取り組む課題.
1. 再配達についての文章から「また再配達の予約をして、ドアの前に手紙を貼った。」という一文を取り出し、英語に訳してください。
2. 再配達についての文章の最後の一文に続けて、その先を書いてください。

-------- 抜粋 --------

今日、郵便局に再配達を頼んでいたものがあった。午前中に指定して、家で待っていたのに、なぜだかまた不在票が入っていた。うちのチャイムの音が小さいから、私が聞こえなかったのかもしれない。「ヤマトみたいに電話かけてくれればいいじゃん」と少しムッとしたけれど、郵便配達をしている人が軒並み疲れた男性なのを知っていたので、きっと事情があるんだろう、とも思った。また再配達の予約をして、ドアの前に手紙を貼った。

「何度も配達ありがとうございます。家にいたのですが、チャイムに気がつかなかったのかもしれません。もし出ない場合は、電話をかけていただくか、荷物はドアの前に置いていってください」

-------- 提供された一覧 --------

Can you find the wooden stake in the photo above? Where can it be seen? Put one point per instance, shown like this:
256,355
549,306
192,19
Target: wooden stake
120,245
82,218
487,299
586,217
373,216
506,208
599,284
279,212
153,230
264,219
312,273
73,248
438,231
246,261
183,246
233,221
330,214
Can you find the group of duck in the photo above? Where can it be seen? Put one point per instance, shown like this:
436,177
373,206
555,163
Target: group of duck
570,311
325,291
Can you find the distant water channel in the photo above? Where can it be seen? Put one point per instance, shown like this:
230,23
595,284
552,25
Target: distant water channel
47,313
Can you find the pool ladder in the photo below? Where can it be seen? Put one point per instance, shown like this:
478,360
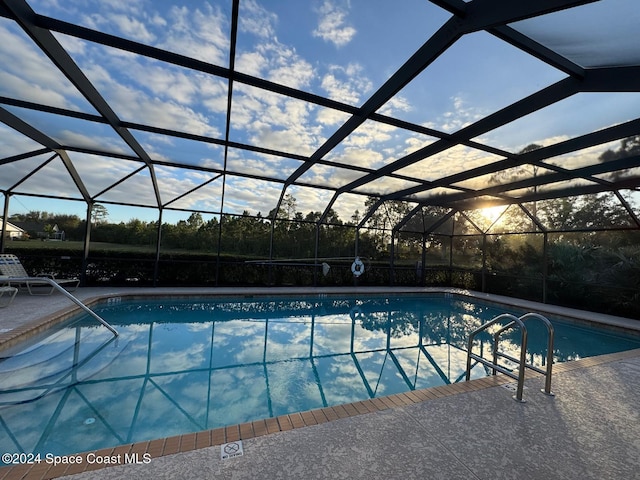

--------

完了した課題.
1. I booked another redelivery and taped a letter to the front of my door.

2.
けれども、今回はその心配がなく、ちゃんとチャイムが聞こえた。ドアを開けると、ものすごく小さい、歳を取った、真っ白の髪の、おじいさんが、俯いて箱を渡してくれた。うちはエレベーターがないから、4階まで階段だ。しかも頼んだのは陶器(といっても1つなので2kgくらいかな)。私はいたたまれなくなった。きっと、手紙、見えないだろうなと思った。おじいさんは全然前なんて見てなかったから。私とは目も合わなかった。

 

また先日、いつも通り過ぎるだけだけど、気になっていた中華屋にサクッと入ることにした。平日の11:45くらいで、お昼時。ドアを開けると、そこだけ昭和で止まってしまったかのような店内。推定80代前半のおじいさんと、おそらく妻であろうおばあさん(同じ年くらいに見える)、そして多分息子(きっと50代)が、みんな『渡る世間は鬼ばかり』みたいな割烹着に身を包んで、天井近くにあるテレビを見上げていた。私が入ると、さっと腰を上げて、全員で厨房に入る。厨房を囲うようにしてぐるりとカウンターと、そして小さなテーブルと椅子が3セットくらいあった気がする。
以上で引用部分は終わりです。